**Required work**
Can you give all the records again without altering a single character?
┄┄┄┄┄┄┄┄┄┄┄┄┄┄┄┄┄┄┄┄
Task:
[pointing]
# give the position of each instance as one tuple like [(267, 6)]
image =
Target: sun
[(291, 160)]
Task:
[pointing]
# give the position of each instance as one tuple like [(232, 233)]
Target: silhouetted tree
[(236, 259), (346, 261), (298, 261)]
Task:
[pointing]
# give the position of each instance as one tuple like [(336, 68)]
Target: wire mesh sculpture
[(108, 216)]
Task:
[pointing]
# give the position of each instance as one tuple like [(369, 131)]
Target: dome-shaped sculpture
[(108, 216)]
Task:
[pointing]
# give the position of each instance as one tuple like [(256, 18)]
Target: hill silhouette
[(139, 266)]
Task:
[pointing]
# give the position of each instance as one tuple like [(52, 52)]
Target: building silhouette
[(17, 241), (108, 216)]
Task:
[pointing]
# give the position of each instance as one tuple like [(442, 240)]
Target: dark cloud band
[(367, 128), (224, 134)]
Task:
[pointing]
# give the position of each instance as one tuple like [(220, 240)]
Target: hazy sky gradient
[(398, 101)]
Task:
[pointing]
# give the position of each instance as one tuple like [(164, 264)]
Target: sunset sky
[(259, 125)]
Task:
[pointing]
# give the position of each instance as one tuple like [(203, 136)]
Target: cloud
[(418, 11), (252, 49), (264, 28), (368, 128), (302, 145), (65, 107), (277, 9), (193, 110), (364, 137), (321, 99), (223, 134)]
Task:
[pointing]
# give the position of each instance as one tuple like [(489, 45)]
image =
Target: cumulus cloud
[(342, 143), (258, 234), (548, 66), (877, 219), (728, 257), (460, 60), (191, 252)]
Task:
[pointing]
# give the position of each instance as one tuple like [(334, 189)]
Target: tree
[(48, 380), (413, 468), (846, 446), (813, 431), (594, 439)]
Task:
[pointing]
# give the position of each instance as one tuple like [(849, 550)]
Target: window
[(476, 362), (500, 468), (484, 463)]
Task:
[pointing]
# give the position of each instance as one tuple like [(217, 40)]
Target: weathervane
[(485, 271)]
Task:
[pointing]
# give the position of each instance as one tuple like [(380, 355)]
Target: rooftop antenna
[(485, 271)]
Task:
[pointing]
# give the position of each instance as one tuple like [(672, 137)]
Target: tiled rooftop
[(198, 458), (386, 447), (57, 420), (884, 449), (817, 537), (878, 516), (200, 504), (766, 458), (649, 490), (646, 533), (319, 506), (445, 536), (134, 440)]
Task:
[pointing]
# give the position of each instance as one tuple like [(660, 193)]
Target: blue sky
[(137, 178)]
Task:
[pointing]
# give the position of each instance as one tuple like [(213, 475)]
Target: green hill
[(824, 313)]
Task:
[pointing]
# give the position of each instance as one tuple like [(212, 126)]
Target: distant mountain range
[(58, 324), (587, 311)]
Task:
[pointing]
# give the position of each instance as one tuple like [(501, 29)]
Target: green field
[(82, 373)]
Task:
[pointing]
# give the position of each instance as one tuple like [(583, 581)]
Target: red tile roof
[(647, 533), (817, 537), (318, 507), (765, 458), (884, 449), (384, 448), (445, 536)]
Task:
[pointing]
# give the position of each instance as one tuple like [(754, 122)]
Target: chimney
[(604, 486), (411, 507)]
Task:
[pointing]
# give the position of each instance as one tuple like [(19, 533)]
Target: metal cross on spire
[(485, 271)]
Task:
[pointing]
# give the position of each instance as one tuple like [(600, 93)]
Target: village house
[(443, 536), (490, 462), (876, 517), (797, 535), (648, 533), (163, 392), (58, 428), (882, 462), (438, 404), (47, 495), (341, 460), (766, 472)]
┄┄┄┄┄┄┄┄┄┄┄┄┄┄┄┄┄┄┄┄
**Complete output**
Task:
[pointing]
# give the position of each instance as one tuple like [(267, 6)]
image =
Target: sun
[(291, 160)]
Task:
[pointing]
# give the position of each instance as one tuple like [(232, 233)]
Target: silhouetted tree
[(236, 259), (346, 261), (298, 261)]
Task:
[pointing]
# give the position of each instance as one tuple like [(336, 68)]
Target: wire mesh sculpture
[(108, 216)]
Task:
[pointing]
# give the position of each instance as one tuple like [(369, 131)]
Target: dome-shaped sculpture
[(108, 216)]
Task:
[pointing]
# give the position of each instance as one tuple like [(256, 18)]
Target: hill silhouette
[(139, 266)]
Task:
[pointing]
# give the position of each instance as one tuple like [(52, 52)]
Target: building silhouette
[(17, 241), (108, 216)]
Task:
[pointing]
# give the position of each instance as one tuple like [(442, 240)]
Target: dark cloud band
[(367, 128), (224, 134)]
Task:
[pointing]
# give the position of each instance as one tuple like [(220, 240)]
Target: hazy sky gradient
[(398, 101)]
Task:
[pointing]
# give the position of each instance as one tuple like [(164, 264)]
Target: sunset sky
[(259, 125)]
Task:
[pointing]
# give the position of each instance as one tuple like [(203, 136)]
Target: cloud
[(418, 11), (252, 49), (264, 28), (368, 128), (302, 145), (65, 107), (277, 9), (193, 110), (364, 137), (321, 99), (223, 134)]
Task:
[pointing]
# give the position of each instance as one tuple like [(489, 45)]
image =
Target: cumulus cloud
[(342, 143), (258, 234), (548, 66), (877, 219), (728, 257), (460, 60), (191, 252)]
Task:
[pointing]
# give the position of each instance as one tuple like [(334, 189)]
Target: tree
[(48, 380), (413, 468), (846, 446), (813, 431), (594, 439)]
Task:
[pointing]
# give the position of each instance as one tuple like [(849, 550)]
Target: window
[(476, 362), (500, 468), (484, 463)]
Task:
[pointing]
# give the position of each instance as one tuple like [(217, 40)]
Target: weathervane
[(485, 271)]
Task:
[pointing]
# give the position of each instance as one tuple like [(380, 355)]
Target: rooftop antenna
[(485, 271)]
Task:
[pointing]
# give the position of each instance as one tuple like [(672, 137)]
Target: tiled rooftop
[(198, 458), (386, 447), (57, 420), (884, 449), (817, 537), (878, 516), (200, 504), (766, 458), (649, 490), (646, 533), (319, 506), (445, 536), (134, 440)]
Task:
[pointing]
# give the position of each instance as one tuple like [(660, 193)]
Target: blue sky
[(137, 178)]
Task:
[pointing]
# give the position of each instance as one tuple like [(213, 475)]
Target: green hill
[(824, 313)]
Task:
[pointing]
# give the position of each instance as one tuple like [(212, 126)]
Target: distant mountain range
[(58, 324), (587, 311)]
Task:
[pointing]
# give the position of each instance as one tuple like [(501, 29)]
Target: green field
[(82, 373)]
Task:
[pointing]
# give the position of each instance as one tuple like [(583, 581)]
Target: red tile roof
[(647, 533), (817, 537), (318, 507), (765, 458), (884, 449), (384, 448), (445, 536)]
Task:
[pointing]
# give the position of each instance as one tuple like [(754, 122)]
Target: chimney
[(604, 486), (411, 507)]
Task:
[pointing]
# give the position of each instance as one tuple like [(19, 533)]
Target: metal cross on spire
[(485, 271)]
Task:
[pointing]
# give the position of each instance as one tuple like [(600, 93)]
Target: village house
[(443, 536), (490, 462), (876, 517), (797, 535), (648, 533), (163, 392), (58, 428), (882, 462), (438, 404), (47, 495), (341, 460), (766, 472)]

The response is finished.